** START OF Data to process **

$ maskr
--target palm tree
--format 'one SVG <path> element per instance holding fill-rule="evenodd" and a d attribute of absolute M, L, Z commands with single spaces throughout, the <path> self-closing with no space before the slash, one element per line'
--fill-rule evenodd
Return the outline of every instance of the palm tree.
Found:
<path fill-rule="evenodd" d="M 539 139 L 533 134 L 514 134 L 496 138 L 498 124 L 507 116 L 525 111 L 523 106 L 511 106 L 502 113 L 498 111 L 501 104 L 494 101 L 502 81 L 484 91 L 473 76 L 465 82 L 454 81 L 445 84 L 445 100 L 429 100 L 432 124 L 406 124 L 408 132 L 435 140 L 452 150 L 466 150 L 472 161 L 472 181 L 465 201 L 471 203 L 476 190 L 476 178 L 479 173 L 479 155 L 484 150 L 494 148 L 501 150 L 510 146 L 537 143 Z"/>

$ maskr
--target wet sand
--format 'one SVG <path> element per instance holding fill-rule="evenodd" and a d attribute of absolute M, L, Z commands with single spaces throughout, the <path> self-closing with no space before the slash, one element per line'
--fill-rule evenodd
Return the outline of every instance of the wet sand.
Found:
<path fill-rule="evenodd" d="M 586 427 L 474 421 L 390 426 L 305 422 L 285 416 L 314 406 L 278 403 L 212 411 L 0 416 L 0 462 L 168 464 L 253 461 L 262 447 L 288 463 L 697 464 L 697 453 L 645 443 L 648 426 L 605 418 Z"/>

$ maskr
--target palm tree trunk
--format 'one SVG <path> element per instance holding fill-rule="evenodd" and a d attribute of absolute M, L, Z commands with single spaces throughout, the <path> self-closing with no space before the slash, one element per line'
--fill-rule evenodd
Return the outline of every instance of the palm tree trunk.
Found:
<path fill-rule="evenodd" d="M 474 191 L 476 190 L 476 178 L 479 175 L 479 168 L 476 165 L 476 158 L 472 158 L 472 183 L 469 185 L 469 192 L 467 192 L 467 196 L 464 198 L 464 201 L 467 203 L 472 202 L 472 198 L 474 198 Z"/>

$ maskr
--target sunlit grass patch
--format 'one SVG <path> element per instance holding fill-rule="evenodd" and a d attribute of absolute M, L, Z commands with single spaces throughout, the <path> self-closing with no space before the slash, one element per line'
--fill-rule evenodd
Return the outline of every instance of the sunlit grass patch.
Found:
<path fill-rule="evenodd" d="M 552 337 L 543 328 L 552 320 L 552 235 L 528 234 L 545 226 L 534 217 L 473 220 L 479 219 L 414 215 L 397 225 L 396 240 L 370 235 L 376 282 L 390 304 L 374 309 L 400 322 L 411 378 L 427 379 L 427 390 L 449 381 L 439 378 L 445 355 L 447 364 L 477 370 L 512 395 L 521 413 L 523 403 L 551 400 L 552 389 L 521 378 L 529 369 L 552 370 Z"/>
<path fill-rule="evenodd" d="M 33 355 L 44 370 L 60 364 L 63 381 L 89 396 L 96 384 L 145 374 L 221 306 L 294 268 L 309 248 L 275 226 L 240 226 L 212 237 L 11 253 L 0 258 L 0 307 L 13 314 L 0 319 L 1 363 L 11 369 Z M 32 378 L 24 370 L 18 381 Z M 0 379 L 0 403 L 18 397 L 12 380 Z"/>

** END OF Data to process **

What needs to be done => Copy all the lines of the data above without changing a single character.

Solution to the exercise =>
$ maskr
--target palm tree
--format 'one SVG <path> element per instance holding fill-rule="evenodd" and a d attribute of absolute M, L, Z commands with single spaces throughout, the <path> self-closing with no space before the slash, one element per line'
--fill-rule evenodd
Return the outline of every instance of the palm tree.
Found:
<path fill-rule="evenodd" d="M 539 139 L 533 134 L 514 134 L 496 138 L 498 124 L 507 116 L 525 111 L 523 106 L 511 106 L 502 113 L 498 111 L 501 104 L 494 101 L 502 81 L 484 91 L 473 76 L 465 82 L 454 81 L 445 84 L 445 100 L 429 100 L 432 124 L 406 124 L 408 132 L 435 140 L 452 150 L 466 150 L 472 161 L 472 181 L 465 201 L 471 203 L 476 190 L 476 178 L 479 173 L 479 155 L 484 150 L 494 148 L 501 150 L 510 146 L 537 143 Z"/>

$ maskr
--target wet sand
--format 'one SVG <path> element per instance holding fill-rule="evenodd" and a d attribute of absolute M, L, Z commands with single spaces throughout, the <path> self-closing with no space before the slash, one element per line'
--fill-rule evenodd
Return the outline of every instance of the wet sand.
Found:
<path fill-rule="evenodd" d="M 586 427 L 474 421 L 390 426 L 305 422 L 285 416 L 314 406 L 278 403 L 212 411 L 0 416 L 0 462 L 168 464 L 253 461 L 262 447 L 288 463 L 697 464 L 697 453 L 645 443 L 648 426 L 605 418 Z"/>

$ maskr
--target palm tree trunk
--format 'one SVG <path> element per instance holding fill-rule="evenodd" and a d attribute of absolute M, L, Z commands with single spaces throughout, the <path> self-closing with no space before the slash, one element per line'
--fill-rule evenodd
Return the outline of every instance of the palm tree trunk.
Found:
<path fill-rule="evenodd" d="M 474 191 L 476 190 L 476 178 L 479 175 L 479 168 L 476 165 L 476 158 L 472 158 L 472 183 L 469 185 L 469 192 L 467 192 L 467 196 L 464 198 L 464 201 L 467 203 L 472 202 L 472 198 L 474 198 Z"/>

$ maskr
--target sunlit grass patch
--format 'one SVG <path> element per instance holding fill-rule="evenodd" and a d attribute of absolute M, L, Z commands with single spaces throughout, the <path> self-closing with no space before the slash, one element per line'
--fill-rule evenodd
Return the outline of every instance of the sunlit grass patch.
Found:
<path fill-rule="evenodd" d="M 552 337 L 543 328 L 552 320 L 552 235 L 528 234 L 545 226 L 534 217 L 473 220 L 479 219 L 414 215 L 397 225 L 396 240 L 370 235 L 376 282 L 390 304 L 374 309 L 400 322 L 411 378 L 427 379 L 427 390 L 449 381 L 439 378 L 445 355 L 447 364 L 477 370 L 512 395 L 521 413 L 523 403 L 551 400 L 552 389 L 521 378 L 529 369 L 552 370 Z"/>
<path fill-rule="evenodd" d="M 33 355 L 44 370 L 60 364 L 63 381 L 89 396 L 96 384 L 145 374 L 221 306 L 294 268 L 309 248 L 275 226 L 240 226 L 212 237 L 11 253 L 0 258 L 0 307 L 13 314 L 0 319 L 1 363 L 11 369 Z M 32 378 L 24 370 L 18 381 Z M 0 379 L 0 403 L 18 397 L 12 380 Z"/>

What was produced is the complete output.